On n'a échappé à rien, ni au type qui se fout à poil pour s'agiter de façon épileptique, ni à l'adresse au public pour lui demander ce qu'il fait là ; il y avait, bien entendu, la voix off enregistrée de l'acteur qui prend le relais, le jeu d'ombres chinoises, et, comme toujours, la projection vidéo - fort originale, puisqu'il s'agissait d'un paysage filmé à travers la portière d'une voiture, le tout sur fond de musique électronique, laquelle faisait pendant au concerto pour piano de musique sérielle qui avait entamé la pièce. Et les longs silences immobiles, les pantomimes censées symboliser quelque chose - se rouler dans un tapis, se répandre de l'eau sur le visage... le tout sponsorisé par un éminent comité culturel régional, avec une entrée à 12 euros à plein tarif - et cerise sur le gâteau, le banc de bois ou la chaise plastique qui te met le cul en deux morceaux - parce que le vrai théâtre, ça fait mal au, n'est-ce pas ?

-----

**Travail à faire**
1. Les affirmations (a), (b) et (c) concordent-elles avec l'extrait sur la pièce de théâtre ? Répondez par oui ou par non et citez chaque fois les mots décisifs de l'extrait.
(a) Un concerto pour piano de musique sérielle ouvrait la pièce.
(b) L'entrée coûtait 15 euros à plein tarif.
(c) Les spectateurs étaient assis dans des fauteuils rembourrés.
2. Répondez aux questions suivantes d'après l'extrait sur la pièce de théâtre :
(a) Que montrait la projection vidéo ?
(b) Qui sponsorisait le spectacle ?
(c) Quelles pantomimes sont citées ?
3. Écrivez la suite de l'extrait sur la pièce de théâtre, à partir de sa dernière phrase.
Le matériel ci-après n'a aucun lien avec l'extrait sur la pièce de théâtre.

-----

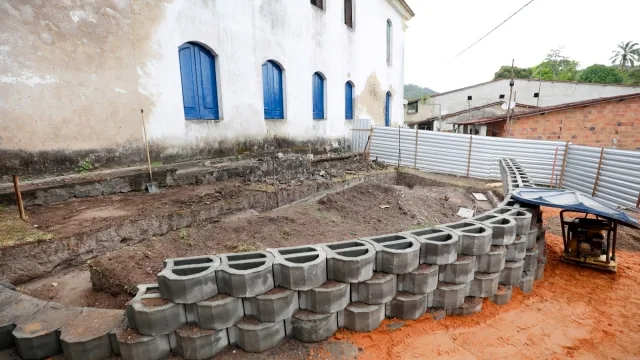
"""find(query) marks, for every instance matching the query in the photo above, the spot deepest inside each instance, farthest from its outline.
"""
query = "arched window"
(318, 96)
(272, 90)
(348, 100)
(387, 110)
(199, 87)
(389, 41)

-----

**Réponses par tâche**
1.
(a) Oui : « concerto pour piano de musique sérielle qui avait entamé la pièce ».
(b) Non : « une entrée à 12 euros à plein tarif ».
(c) Non : « le banc de bois ou la chaise plastique qui te met le cul en deux morceaux ».

2.
(a) Un paysage filmé à travers la portière d'une voiture.
(b) Un éminent comité culturel régional.
(c) Se rouler dans un tapis et se répandre de l'eau sur le visage.

3.
Voilà à quoi je pensais en regardant ce type tout seul entre trois chaises enrouler un hamster dans du chatterton (en fait, c'était un chat empaillé, mais bon). Et puis aussi à tes phrases sur le théâtre. Je veux que les gens en ressortent changés. Quelle est ta dramaturgie de l'acteur ? Tu devrais lire...
 
Je ne lis que les livres qui me viennent dans les mains "par magie". Pas ceux qu'on m'a conseillés, pas ceux qui sortent, pas ceux qu'on m'offre (pas tous). Seulement ceux qui à un moment me font signe.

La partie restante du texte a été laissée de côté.